### EXERCISE REQUIREMENTS
Exact copy, no pictures: return all the records as they stand.

### RECORDS FOR THE EXERCISE
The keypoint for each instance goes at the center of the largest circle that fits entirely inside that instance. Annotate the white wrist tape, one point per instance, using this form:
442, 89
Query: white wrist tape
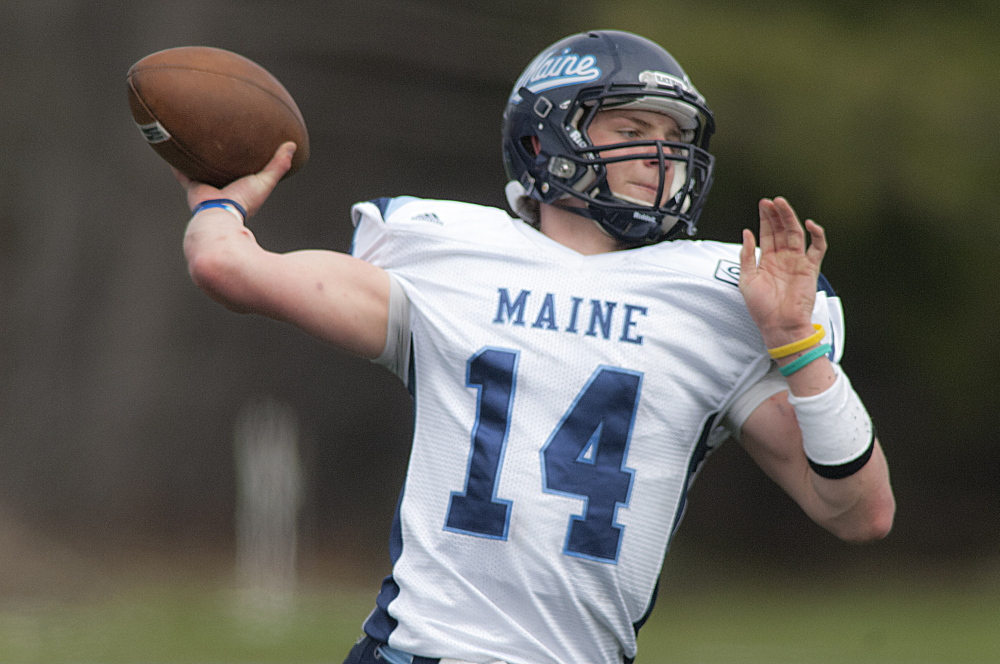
837, 433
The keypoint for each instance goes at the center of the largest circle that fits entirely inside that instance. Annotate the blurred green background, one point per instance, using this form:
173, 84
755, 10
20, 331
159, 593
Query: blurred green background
121, 385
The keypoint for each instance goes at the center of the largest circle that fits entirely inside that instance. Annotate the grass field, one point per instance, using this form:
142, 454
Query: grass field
908, 620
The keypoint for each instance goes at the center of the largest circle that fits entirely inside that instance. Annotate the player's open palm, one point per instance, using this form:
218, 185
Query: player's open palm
250, 191
780, 287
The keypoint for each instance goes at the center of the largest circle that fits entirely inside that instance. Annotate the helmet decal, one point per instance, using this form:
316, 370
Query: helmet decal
555, 71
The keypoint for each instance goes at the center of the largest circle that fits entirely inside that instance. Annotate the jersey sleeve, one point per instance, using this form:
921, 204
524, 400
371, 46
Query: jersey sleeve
396, 356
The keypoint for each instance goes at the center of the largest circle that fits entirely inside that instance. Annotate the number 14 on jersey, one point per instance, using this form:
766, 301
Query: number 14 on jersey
584, 457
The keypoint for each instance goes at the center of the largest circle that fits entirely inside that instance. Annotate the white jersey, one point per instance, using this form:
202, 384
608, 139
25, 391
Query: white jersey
563, 405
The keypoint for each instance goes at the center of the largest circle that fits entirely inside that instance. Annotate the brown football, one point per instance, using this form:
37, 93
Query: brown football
212, 114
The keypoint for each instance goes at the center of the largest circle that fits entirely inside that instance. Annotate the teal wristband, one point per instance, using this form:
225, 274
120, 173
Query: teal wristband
814, 354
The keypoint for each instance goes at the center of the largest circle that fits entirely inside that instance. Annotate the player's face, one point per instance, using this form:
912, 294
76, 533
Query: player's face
634, 180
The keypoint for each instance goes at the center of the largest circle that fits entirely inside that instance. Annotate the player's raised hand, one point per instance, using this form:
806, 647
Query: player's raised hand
780, 288
250, 191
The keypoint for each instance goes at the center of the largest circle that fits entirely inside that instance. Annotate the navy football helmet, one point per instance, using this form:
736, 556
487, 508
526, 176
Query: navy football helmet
549, 156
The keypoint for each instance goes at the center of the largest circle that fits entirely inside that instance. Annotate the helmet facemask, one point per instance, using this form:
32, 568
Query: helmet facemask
581, 172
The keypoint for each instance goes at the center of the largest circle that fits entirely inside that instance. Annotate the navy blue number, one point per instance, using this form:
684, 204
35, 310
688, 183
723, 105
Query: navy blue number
477, 511
585, 457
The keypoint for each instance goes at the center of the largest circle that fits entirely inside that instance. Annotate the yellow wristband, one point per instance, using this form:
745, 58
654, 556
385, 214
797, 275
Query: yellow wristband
800, 345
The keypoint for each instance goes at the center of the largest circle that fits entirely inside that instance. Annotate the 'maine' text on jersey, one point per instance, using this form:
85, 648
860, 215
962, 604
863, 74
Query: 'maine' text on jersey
576, 315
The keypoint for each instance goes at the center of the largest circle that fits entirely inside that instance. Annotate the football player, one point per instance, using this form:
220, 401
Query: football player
572, 367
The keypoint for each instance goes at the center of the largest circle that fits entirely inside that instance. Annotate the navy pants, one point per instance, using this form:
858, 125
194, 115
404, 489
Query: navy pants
365, 652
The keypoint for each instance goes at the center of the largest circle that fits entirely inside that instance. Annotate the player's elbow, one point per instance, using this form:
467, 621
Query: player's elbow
218, 270
872, 524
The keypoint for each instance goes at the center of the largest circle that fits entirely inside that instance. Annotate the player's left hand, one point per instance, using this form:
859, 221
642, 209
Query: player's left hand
780, 288
250, 191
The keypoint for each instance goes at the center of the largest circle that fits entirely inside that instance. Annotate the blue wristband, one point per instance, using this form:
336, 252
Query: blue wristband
225, 204
814, 354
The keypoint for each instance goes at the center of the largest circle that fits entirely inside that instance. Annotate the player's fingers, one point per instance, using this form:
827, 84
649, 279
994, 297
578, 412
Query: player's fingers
768, 218
789, 233
748, 255
817, 241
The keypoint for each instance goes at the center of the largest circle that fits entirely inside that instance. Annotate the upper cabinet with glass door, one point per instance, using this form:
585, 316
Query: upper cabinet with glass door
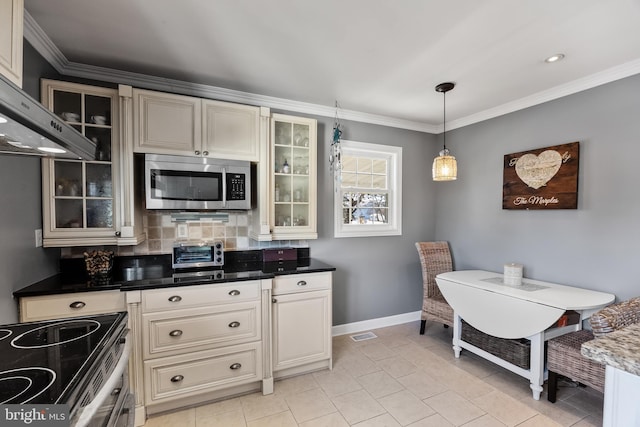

### ANSWER TO THIS EXERCISE
The keypoint for each instance goes at the center of the largest circle that fits entirely inside that instance. Annotate the white wrist tape, one point per instance, using this form:
442, 89
Query: white wrist tape
837, 433
The keypoint for each instance goes at the center of the largest circle that fits entirely inside that instance. Annotate the blurred green background, one point per instance, using this form:
173, 84
755, 10
20, 331
159, 593
Query: blurred green background
121, 385
The keypoint for each instance goes at the center of the largest circle that fits entirely inside that instance. Annotate the grass field, one point per instance, using this form:
142, 454
Query: grass field
908, 620
The keypoint for each instance goes at the center of the largest circle that fits entirely inside that instance. Annotate the player's open palm, one point per instance, using this form:
218, 185
Query: player's open palm
250, 191
780, 287
The keypoint for each instance goes at the center of the largest circle that fits entirely inside that instance. Annotate the helmet decal, one point per instance, using this form:
316, 370
Query: helmet decal
555, 71
The keypoint for each instance goes at the center of the largest circle that fits entirely inside that instance. Annotate the jersey sleeve, one point per instance, using this form:
921, 204
524, 400
371, 46
Query: jersey sleeve
396, 356
The keypoint for each instance goes at the center of the largest circle that fits entirely inside that instance. Annotate the number 14 on jersey, one point per instance, using this form:
766, 301
Query: number 14 on jersey
584, 457
The keypoint for each instance goes at the center of the largest circle that fits entirely inside that instance. Annotate the white jersey, one point per instance, using this form:
202, 384
608, 139
25, 391
Query: white jersey
563, 405
The keypoint for each instance goes at the center of the largest circle that fits entirely inside that instance. Annotate the brown football, one point per instance, using this form:
37, 93
Query: brown football
212, 114
The keypoint for each instance goes at the center of the largest circle that fits entirely inside that instance. Annotate the teal wristband, one point per instance, using this form:
225, 274
120, 173
Query: teal wristband
814, 354
The keypoint for each instance goes at the center of the largest circle that fits entirely inside that instance. Annotate the player's face, one point per instance, using this form:
912, 294
76, 533
Query: player's face
634, 180
The keypoint for each instance goes at the center of the largest circle that fits entirely inside that instance. Annotate the player's raised hand, one point per instance, using this form:
806, 647
Query: player's raised hand
780, 288
250, 191
The keypoint for each instance goes at the center of the largest circle that fits entirely inside that instance. Annotate the navy football helmet, one point per instance, using this form:
736, 556
487, 508
526, 176
Query: navy football helmet
549, 156
The keypoint for each instance goes at the center of the largest circle that fits entirely inside that instance. Annotate the helmet facemask, one point per instance, using this form:
32, 568
Query: helmet facemask
581, 172
The keypoint for each instance goes at the center of the largest circle that fits entirely inside that instance. Annotate the navy blue number, one point per instance, using this form:
684, 204
35, 310
688, 183
723, 105
Query: navy blue number
477, 511
585, 457
The keypoint for each instance goes at the center of the largest circle that fits entirely inside that instance. Annotate the yellow wristband, one point per instance, using this form:
745, 58
654, 556
385, 214
797, 275
Query: yellow wristband
800, 345
The keypoint for each instance goes at the center of the largest circle that fits entirely inside that instance. Annotate the 'maine' text on jersey, one point per instance, using this form:
85, 648
860, 215
962, 604
863, 74
Query: 'maine' text on jersey
576, 315
The keypoint for each instance goes at the center of the largest circle that fits entirely inside that instance. Annotate the football player, one point per instance, using this form:
220, 401
Query: football player
572, 367
The keypoint for each instance goes at the center of the largest circle that fits entirely inside that instance. Annotate the navy pants, one point per instance, using this form:
858, 125
194, 115
404, 489
Query: navy pants
365, 652
The keypoint for each instance goes at the center of the largest circle that fits entirely inside that instance. Annotate the player's elbow, one point per instance, using this form:
467, 621
Query: player's elbow
218, 270
872, 524
The keypoint for each instance goes at the center of the largest circle that fits entirely inside that instance. Annotate the player's left hand, one point per instance, using this form:
859, 221
642, 209
Query: player's left hand
780, 288
250, 191
The keypoint for each instance goes at the center of the largest circle that fits entirely inside that instance. Annotate the blue wristband, one point per instance, using this form:
336, 252
Query: blue wristband
225, 204
814, 354
The keypoint for each instance goes at the center of the largest circle that fits entirely inside that instance. Annotate the player's fingers, one point per instance, using this form:
827, 84
649, 279
994, 297
578, 412
Query: player's fingers
768, 218
789, 233
748, 255
817, 241
The keypoint for each instance goes at the center of the largest circle that fits entirely inside that instance. Annotate the upper cabinet with glass door, one point per instance, using this form:
585, 316
Query: upper cabinet with glass door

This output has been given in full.